__Exercises__:
**a)** In the passage on cell phones and cancer, what substances share a classification category with cell phone use?
**b)** Revise the passage on cell phones and cancer, starting with "The announcement comes" and going on through "and engine exhaust.", putting "benzene" wherever "chloroform" appears.
**c)** Carry the passage on cell phones and cancer forward from its final sentence.
** Reading passage follows **
It’s a debate that has been around for years, do cell phones call cancer? Up until now the World Health Organization (WHO) had assured consumers that no adverse health risks had been established, but announced Tuesday, that mobile phone use would now be classified as “possibly carcinogenic to humans.”
The announcement comes after a team of 31 scientists from 14 different countries reviewed peer-reviewed studies on the subject. See the CNN story here.
The decision put cell phone use in the same category as lead, chloroform, and engine exhaust.
At this point there is still no conclusive evidence that radiation created by mobile phone use has any detrimental effect on humans, but rather that there is enough evidence that there is enough data showing a possible connection that consumers should be alerted.
The biggest problem in determining the dangers of mobile phone radiation is that we just do not have sufficient data. As with many other environmental factors, several decades of exposure may occur before detrimental effects materialize and mobile simply have not been in use for very long.
** End of Reading passage **
** Extracted material follows **
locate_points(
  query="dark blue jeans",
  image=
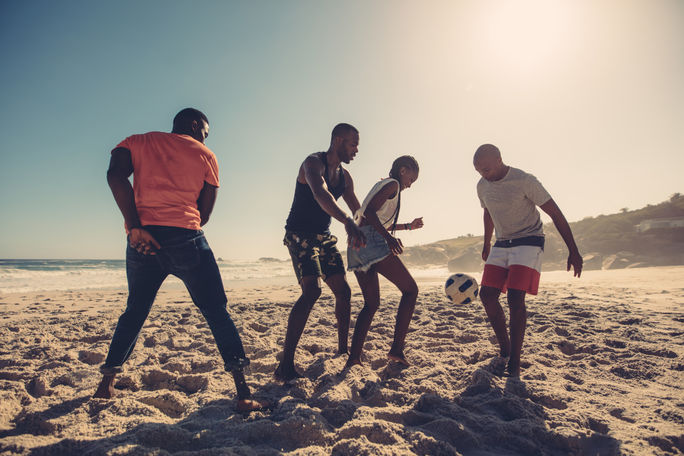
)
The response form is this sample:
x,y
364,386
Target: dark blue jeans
x,y
185,254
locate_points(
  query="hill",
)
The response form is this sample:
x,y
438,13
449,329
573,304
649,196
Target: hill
x,y
625,239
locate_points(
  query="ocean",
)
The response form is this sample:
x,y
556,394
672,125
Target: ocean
x,y
22,276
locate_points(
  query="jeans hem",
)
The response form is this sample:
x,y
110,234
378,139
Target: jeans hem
x,y
111,370
238,364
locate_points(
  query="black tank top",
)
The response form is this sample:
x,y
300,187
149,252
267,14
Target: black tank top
x,y
306,215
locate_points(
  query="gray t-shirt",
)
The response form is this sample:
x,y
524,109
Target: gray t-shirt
x,y
512,203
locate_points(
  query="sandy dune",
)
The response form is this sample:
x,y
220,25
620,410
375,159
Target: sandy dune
x,y
602,374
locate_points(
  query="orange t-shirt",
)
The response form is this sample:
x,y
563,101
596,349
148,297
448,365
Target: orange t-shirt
x,y
169,171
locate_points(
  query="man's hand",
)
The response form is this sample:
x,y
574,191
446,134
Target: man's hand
x,y
575,260
395,245
142,241
355,238
486,248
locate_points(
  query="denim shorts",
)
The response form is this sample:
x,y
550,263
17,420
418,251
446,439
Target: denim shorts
x,y
376,250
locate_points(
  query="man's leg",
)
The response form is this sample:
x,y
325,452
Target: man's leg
x,y
370,287
311,291
497,318
144,279
340,288
394,270
518,322
205,286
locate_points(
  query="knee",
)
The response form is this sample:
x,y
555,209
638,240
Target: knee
x,y
489,295
311,293
343,294
411,292
516,300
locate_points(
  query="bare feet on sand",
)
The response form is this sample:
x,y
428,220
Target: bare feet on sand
x,y
105,390
513,369
352,362
398,357
286,373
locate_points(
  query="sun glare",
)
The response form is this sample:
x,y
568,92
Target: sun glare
x,y
523,37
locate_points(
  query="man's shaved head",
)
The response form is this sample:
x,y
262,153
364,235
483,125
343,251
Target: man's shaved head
x,y
487,162
486,151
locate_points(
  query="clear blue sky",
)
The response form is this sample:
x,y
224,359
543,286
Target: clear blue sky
x,y
587,95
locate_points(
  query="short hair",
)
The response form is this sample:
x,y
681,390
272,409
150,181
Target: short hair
x,y
405,161
486,150
184,119
343,129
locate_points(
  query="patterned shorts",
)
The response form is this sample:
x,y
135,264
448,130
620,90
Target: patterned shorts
x,y
314,254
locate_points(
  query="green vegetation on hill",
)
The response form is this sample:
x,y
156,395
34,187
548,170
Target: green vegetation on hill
x,y
606,242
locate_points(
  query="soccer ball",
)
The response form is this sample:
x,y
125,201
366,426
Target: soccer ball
x,y
461,288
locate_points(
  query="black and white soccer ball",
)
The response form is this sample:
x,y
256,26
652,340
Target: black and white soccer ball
x,y
461,288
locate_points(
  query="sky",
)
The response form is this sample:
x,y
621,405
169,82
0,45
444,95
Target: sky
x,y
587,95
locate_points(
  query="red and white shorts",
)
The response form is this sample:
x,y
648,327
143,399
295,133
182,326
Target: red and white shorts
x,y
513,267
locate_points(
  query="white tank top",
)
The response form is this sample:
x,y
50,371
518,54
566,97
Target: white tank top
x,y
387,211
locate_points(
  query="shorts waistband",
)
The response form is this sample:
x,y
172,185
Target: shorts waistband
x,y
534,241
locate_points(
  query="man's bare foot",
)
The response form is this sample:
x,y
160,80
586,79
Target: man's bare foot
x,y
286,373
352,362
398,357
252,405
512,370
105,390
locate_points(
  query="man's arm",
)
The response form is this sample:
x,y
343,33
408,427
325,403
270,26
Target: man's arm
x,y
489,230
349,195
205,202
120,169
313,174
574,257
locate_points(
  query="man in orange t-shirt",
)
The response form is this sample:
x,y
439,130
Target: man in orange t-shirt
x,y
175,177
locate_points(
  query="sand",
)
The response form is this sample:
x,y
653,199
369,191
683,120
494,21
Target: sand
x,y
602,374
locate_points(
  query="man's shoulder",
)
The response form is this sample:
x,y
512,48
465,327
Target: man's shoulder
x,y
315,159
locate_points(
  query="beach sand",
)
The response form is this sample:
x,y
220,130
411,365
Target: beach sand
x,y
603,366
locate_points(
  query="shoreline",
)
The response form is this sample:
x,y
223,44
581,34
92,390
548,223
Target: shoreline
x,y
603,371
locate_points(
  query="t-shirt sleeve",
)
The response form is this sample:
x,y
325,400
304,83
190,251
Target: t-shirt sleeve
x,y
211,174
479,195
535,191
127,143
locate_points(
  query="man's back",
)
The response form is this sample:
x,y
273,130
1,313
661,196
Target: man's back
x,y
169,172
511,202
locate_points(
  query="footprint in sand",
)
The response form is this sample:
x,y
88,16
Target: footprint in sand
x,y
193,383
170,403
91,357
158,379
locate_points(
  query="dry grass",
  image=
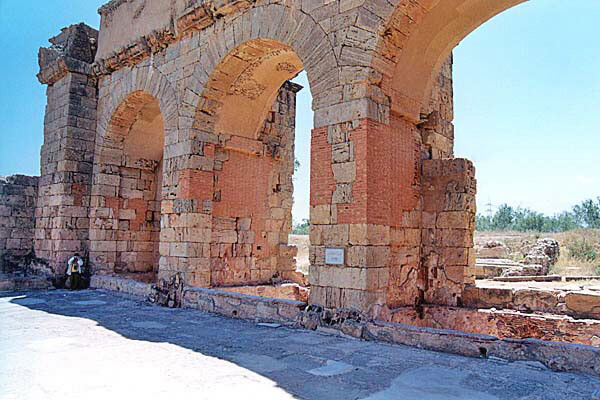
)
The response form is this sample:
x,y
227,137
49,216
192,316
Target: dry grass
x,y
301,242
568,264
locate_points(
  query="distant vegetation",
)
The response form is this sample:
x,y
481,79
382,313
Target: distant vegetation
x,y
583,216
302,228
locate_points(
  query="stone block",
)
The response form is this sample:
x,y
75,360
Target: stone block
x,y
320,215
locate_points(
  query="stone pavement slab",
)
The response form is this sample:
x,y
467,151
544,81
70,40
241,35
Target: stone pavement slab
x,y
99,345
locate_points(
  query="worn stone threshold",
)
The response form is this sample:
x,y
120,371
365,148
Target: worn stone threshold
x,y
558,356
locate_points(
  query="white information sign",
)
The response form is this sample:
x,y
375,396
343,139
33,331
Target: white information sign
x,y
334,256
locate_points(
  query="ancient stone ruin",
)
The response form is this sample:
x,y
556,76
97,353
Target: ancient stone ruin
x,y
495,259
168,157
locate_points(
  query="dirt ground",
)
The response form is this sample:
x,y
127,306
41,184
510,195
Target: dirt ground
x,y
301,242
568,263
100,345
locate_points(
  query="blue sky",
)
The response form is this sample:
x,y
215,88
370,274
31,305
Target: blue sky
x,y
527,94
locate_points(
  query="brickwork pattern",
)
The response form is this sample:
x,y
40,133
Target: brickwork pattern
x,y
213,207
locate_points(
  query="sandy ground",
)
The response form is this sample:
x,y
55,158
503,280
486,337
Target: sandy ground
x,y
98,345
301,242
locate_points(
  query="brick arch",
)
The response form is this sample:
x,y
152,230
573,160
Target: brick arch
x,y
417,39
295,30
138,83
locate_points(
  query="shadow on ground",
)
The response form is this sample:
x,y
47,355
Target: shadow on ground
x,y
145,348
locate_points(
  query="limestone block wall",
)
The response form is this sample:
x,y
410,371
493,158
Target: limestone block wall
x,y
252,201
448,222
437,129
18,195
62,223
127,191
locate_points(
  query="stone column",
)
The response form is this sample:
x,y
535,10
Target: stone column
x,y
448,256
67,153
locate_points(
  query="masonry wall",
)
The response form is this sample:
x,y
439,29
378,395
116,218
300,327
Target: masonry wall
x,y
252,201
18,195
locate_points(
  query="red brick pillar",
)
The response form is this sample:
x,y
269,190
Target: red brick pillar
x,y
345,166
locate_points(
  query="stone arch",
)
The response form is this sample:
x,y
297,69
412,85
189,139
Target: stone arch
x,y
416,41
245,120
292,29
127,186
241,90
129,81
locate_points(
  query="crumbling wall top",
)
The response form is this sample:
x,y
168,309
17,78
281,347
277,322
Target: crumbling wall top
x,y
125,21
74,49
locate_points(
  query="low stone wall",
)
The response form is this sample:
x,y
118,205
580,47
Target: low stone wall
x,y
554,355
284,291
504,324
575,304
18,195
121,285
244,306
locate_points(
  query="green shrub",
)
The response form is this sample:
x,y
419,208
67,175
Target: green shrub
x,y
582,251
302,228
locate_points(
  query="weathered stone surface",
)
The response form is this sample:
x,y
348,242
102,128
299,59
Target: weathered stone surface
x,y
168,158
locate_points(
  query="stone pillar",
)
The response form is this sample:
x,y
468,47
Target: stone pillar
x,y
448,256
344,169
18,194
227,215
62,221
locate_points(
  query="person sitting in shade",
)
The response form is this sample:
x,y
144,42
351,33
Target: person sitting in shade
x,y
74,272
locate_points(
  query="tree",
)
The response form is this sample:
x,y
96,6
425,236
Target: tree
x,y
504,218
588,213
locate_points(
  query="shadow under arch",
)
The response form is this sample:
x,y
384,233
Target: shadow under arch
x,y
126,192
428,45
245,116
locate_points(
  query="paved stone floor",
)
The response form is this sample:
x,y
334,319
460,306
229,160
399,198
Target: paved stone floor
x,y
98,345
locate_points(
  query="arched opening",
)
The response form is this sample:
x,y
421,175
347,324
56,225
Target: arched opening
x,y
421,92
125,227
247,112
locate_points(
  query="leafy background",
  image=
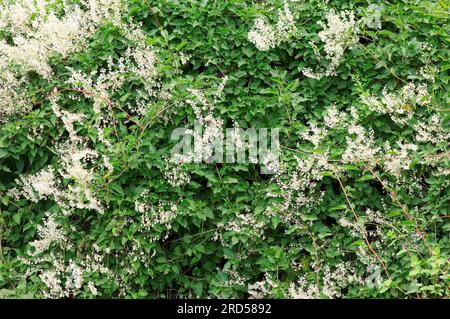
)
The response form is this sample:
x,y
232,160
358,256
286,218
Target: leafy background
x,y
264,89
** End of Extracted material **
__Task results__:
**a)** Lead, chloroform, and engine exhaust.

**b)**
The announcement comes after a team of 31 scientists from 14 different countries reviewed peer-reviewed studies on the subject. See the CNN story here.
The decision put cell phone use in the same category as lead, benzene, and engine exhaust.

**c)**
Cell phones emit a type of radiation that is known as non-ionized. This is not the same type of radiation used in x-rays but rather they type used in microwave ovens. In all actually cell phones act similar to a very low-powered microwave from a radiation perspective.
"What microwave radiation does in most simplistic terms is similar to what happens to food in microwaves, essentially cooking the brain. So in addition to leading to a development of cancer and tumors, there could be a whole host of other effects like cognitive memory function, since the memory temporal lobes are where we hold our cell phones."
While it is important that consumers are aware of the potential long-term risks it is also important that not to over react.
The best way to minimize radiation exposure from mobile phones is to keep the device away from your head. Using hands free headsets and blue tooth devices are very effective at minimizing exposure risks and are a great idea for anyone wanting to minimize their exposure levels.
Additional studies are needed and many are currently underway. Hopefully over the next few years we will have additional data that will help shed a little more light on the risks associated with mobile phone use.